[Start SOURCE DATA]
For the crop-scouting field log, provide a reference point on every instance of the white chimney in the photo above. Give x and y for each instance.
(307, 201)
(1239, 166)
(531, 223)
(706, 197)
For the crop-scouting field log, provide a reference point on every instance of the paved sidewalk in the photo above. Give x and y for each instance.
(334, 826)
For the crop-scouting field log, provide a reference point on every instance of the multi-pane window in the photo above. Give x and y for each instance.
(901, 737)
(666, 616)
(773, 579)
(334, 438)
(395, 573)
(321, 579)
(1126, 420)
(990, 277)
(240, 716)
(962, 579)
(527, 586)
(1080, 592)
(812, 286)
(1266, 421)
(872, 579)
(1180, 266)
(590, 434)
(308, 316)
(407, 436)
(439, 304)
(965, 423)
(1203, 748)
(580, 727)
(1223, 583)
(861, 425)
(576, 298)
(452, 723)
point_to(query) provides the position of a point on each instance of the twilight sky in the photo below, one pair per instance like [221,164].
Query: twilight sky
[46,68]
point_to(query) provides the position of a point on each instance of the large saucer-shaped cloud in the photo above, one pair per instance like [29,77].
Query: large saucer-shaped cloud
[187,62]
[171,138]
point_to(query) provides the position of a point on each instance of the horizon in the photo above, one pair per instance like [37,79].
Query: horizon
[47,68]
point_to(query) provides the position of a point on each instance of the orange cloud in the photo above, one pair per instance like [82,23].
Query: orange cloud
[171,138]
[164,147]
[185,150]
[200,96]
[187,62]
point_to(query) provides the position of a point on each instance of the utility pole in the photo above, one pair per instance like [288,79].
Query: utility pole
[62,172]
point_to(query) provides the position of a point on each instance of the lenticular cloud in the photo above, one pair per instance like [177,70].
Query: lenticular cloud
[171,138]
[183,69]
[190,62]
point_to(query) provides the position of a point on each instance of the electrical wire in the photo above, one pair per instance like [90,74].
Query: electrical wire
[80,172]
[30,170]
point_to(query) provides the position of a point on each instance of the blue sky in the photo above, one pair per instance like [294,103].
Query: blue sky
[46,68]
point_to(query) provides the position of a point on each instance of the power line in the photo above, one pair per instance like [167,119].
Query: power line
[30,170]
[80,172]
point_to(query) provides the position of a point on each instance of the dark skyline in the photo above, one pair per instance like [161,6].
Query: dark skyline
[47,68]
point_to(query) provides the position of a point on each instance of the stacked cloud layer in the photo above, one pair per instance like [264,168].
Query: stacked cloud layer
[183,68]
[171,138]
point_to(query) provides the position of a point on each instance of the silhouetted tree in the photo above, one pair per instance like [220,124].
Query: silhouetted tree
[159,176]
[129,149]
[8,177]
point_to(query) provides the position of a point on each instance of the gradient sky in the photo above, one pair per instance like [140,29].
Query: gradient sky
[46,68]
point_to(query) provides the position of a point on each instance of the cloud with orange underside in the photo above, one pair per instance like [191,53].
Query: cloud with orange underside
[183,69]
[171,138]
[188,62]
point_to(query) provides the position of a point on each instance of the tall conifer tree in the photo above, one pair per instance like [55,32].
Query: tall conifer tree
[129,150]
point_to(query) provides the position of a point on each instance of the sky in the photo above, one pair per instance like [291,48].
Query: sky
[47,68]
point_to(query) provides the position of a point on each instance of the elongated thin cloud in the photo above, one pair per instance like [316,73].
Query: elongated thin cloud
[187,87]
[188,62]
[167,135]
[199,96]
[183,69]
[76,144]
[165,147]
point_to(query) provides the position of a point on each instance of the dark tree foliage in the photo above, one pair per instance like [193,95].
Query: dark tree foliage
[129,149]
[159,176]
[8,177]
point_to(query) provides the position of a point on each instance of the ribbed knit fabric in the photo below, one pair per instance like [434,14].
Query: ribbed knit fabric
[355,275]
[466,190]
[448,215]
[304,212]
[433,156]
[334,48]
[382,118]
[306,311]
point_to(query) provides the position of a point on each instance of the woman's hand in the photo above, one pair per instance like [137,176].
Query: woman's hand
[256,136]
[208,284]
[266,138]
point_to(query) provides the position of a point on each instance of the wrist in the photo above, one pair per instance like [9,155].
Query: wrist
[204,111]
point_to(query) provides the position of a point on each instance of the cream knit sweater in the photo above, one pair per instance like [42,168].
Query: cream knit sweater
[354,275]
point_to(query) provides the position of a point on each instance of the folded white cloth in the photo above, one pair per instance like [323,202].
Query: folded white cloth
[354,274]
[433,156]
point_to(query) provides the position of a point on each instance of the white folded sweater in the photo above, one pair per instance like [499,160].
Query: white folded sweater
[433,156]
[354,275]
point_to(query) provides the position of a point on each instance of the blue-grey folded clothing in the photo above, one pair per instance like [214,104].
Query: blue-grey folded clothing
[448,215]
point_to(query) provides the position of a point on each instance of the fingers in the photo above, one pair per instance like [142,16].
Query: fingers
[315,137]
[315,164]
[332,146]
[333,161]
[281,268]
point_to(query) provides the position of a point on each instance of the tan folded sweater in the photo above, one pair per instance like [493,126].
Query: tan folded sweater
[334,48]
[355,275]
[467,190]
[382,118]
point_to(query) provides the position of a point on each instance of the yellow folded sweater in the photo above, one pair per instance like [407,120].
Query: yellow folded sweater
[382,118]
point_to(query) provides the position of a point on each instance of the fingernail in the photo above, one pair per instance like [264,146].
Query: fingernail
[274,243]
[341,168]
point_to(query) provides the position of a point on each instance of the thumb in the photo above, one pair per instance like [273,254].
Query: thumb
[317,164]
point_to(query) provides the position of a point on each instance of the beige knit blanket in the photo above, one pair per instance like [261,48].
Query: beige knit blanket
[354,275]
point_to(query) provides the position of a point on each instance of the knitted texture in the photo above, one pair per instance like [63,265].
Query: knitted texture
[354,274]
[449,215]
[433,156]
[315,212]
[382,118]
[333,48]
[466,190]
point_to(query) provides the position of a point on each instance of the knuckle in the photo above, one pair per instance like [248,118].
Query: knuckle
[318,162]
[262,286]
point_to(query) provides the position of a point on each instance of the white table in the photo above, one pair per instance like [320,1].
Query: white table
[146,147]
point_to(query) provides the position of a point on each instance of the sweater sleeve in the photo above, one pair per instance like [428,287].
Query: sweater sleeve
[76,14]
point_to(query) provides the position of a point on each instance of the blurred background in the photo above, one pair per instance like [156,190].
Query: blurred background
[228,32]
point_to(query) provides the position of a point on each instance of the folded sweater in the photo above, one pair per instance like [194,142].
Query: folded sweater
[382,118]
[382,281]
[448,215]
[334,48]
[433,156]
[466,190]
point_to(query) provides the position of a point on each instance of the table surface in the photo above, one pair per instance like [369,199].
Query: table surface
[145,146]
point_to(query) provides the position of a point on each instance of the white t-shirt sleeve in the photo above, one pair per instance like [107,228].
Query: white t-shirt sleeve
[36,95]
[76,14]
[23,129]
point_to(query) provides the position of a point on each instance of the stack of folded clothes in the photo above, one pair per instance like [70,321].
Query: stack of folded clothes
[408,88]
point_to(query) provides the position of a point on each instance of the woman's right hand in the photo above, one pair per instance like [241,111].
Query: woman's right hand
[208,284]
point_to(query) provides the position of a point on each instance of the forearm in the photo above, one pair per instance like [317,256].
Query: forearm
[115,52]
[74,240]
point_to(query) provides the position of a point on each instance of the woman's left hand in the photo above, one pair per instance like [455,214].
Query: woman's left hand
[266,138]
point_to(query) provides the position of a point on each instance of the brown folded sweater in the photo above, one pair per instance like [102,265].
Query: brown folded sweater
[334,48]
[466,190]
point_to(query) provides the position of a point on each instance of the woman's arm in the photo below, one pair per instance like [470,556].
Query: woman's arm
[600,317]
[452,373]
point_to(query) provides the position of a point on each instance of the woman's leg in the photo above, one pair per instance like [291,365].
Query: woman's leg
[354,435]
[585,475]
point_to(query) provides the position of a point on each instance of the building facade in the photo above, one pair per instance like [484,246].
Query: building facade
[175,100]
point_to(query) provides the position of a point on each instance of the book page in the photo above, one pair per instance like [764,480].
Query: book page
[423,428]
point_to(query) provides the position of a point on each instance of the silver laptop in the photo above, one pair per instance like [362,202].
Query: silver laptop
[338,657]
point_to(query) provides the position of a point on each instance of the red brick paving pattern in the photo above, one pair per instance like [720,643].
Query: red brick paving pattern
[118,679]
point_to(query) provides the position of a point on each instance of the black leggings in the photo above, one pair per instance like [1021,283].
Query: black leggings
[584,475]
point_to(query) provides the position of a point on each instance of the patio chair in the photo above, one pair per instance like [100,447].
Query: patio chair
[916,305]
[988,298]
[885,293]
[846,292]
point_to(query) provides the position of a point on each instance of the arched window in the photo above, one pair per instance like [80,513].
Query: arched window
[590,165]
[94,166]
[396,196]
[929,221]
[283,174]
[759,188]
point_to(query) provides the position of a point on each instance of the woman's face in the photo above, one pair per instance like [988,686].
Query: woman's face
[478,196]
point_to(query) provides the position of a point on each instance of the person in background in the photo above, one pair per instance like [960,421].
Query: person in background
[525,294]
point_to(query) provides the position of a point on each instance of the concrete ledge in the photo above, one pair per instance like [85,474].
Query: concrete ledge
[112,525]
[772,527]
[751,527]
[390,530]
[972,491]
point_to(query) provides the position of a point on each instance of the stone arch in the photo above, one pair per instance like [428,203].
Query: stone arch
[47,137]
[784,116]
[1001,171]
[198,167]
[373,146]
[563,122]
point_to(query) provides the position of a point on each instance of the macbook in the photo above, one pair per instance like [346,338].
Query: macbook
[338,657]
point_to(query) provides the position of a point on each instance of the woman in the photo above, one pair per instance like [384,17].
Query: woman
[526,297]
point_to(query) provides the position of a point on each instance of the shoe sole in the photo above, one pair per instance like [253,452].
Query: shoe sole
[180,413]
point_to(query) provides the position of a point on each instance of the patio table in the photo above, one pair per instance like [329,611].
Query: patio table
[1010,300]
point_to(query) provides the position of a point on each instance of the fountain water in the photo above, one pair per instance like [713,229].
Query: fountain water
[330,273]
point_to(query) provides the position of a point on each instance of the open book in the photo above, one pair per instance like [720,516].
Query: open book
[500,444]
[End SOURCE DATA]
TO BE DONE
Each line from the one with "instance like [253,452]." through the last line of the records must be written out word for word. Include nothing else.

PROBLEM SOLUTION
point_to(query) provides the position of a point on each instance of the shoe sole in the photo above, one pair per instance like [253,452].
Query: shoe sole
[180,413]
point_to(query) provides the position of a point on each instance of the patio table in the photo above, one pair per instance like [329,611].
Query: patio table
[1010,300]
point_to(query) provides the position of a point on each instance of the fountain water in the photo above, one pair per instance like [713,229].
Query: fountain water
[330,273]
point_to(query) provides the position of a point on each instance of the open book in the photo above, one pair per instance like [720,516].
Query: open book
[500,444]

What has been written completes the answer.